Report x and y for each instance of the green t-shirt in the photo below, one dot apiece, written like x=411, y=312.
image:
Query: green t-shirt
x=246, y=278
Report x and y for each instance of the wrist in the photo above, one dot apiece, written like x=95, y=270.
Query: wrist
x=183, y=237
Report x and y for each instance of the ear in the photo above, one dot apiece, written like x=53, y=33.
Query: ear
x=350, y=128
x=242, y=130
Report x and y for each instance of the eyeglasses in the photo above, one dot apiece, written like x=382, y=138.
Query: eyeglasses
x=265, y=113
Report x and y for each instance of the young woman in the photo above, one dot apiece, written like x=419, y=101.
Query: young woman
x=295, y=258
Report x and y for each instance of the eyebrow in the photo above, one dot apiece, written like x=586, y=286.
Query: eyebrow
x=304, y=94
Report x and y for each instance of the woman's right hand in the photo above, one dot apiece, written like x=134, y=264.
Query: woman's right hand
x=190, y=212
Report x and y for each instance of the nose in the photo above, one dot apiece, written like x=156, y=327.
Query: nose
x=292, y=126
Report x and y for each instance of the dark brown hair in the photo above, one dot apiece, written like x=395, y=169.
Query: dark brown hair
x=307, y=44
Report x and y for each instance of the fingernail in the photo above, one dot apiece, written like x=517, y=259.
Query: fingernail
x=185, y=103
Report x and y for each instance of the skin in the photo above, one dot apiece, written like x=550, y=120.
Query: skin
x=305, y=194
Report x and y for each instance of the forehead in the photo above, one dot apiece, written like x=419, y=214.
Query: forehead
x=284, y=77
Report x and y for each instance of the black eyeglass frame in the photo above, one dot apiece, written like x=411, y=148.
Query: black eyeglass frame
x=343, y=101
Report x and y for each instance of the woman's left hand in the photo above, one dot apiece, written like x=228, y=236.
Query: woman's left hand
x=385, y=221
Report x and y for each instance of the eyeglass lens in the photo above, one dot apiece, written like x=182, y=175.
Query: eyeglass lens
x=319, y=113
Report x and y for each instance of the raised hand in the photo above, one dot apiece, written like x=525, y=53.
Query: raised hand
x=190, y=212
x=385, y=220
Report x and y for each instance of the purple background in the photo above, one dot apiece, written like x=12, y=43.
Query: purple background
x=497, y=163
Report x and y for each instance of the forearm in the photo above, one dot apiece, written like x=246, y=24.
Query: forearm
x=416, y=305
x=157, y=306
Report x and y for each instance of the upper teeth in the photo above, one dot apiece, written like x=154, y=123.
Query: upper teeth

• **WHAT TO PRODUCE**: Give back every line of the data exactly as it was written.

• **RESPONSE**:
Report x and y for each instance of the green t-shirt in the photo below, one dot apiece, written like x=411, y=312.
image:
Query: green t-shirt
x=246, y=278
Report x and y for each instance of the wrist in the photo above, one dot apiece, written like x=95, y=270.
Query: wrist
x=183, y=237
Report x and y for each instance of the ear in the photo above, one dot apiece, written like x=53, y=33.
Query: ear
x=350, y=128
x=242, y=130
Report x and y for each instance of the eyeglasses in the photo above, one dot apiece, written like x=382, y=138.
Query: eyeglasses
x=265, y=113
Report x and y for each instance of the young woman in the photo above, one dot apiece, written like x=419, y=101.
Query: young woman
x=295, y=258
Report x and y for each instance of the eyebrow in the photo above, one dot apiece, written like x=586, y=286.
Query: eyebrow
x=304, y=94
Report x and y for each instance of the woman's right hand in the photo above, one dot apiece, written like x=134, y=264.
Query: woman's right hand
x=190, y=212
Report x and y for each instance of the nose in the photo above, one dot apiece, written like x=156, y=327.
Query: nose
x=292, y=126
Report x and y for each instance of the dark brown hair in the photo above, one dot apiece, written like x=395, y=169.
Query: dark brown hair
x=307, y=44
Report x and y for each instance of the fingernail in the photo above, one dot apiece, written like x=517, y=259.
Query: fingernail
x=185, y=103
Report x and y for each instance of the skin in the photo above, one dot apiece, written like x=550, y=120.
Query: skin
x=305, y=194
Report x and y for each instance of the forehead in the photo above, one dot apiece, written like x=419, y=214.
Query: forehead
x=284, y=77
Report x and y for each instance of the black eyeglass frame in the photo above, one dot apiece, written like x=411, y=148.
Query: black eyeglass frame
x=343, y=101
Report x and y for each instance of the woman's left hand in the photo above, one dot apiece, written like x=228, y=236.
Query: woman's left hand
x=385, y=221
Report x and y for each instance of the eyeglass lens in the photo above, one dot apiece, written like x=182, y=175.
Query: eyeglass lens
x=319, y=113
Report x and y for each instance of the raised hand in the photo above, one dot apiece, written like x=525, y=53.
Query: raised hand
x=190, y=212
x=385, y=220
Report x and y for each instance of the purple background in the photo above, one dot apiece, written like x=12, y=43.
Query: purple background
x=497, y=163
Report x and y for each instance of the forearm in the photo above, one dot apiece, written like x=246, y=24.
Query: forearm
x=416, y=305
x=157, y=306
Report x and y for each instance of the upper teeth in the photo above, one dot apiece, written like x=154, y=123.
Query: upper teeth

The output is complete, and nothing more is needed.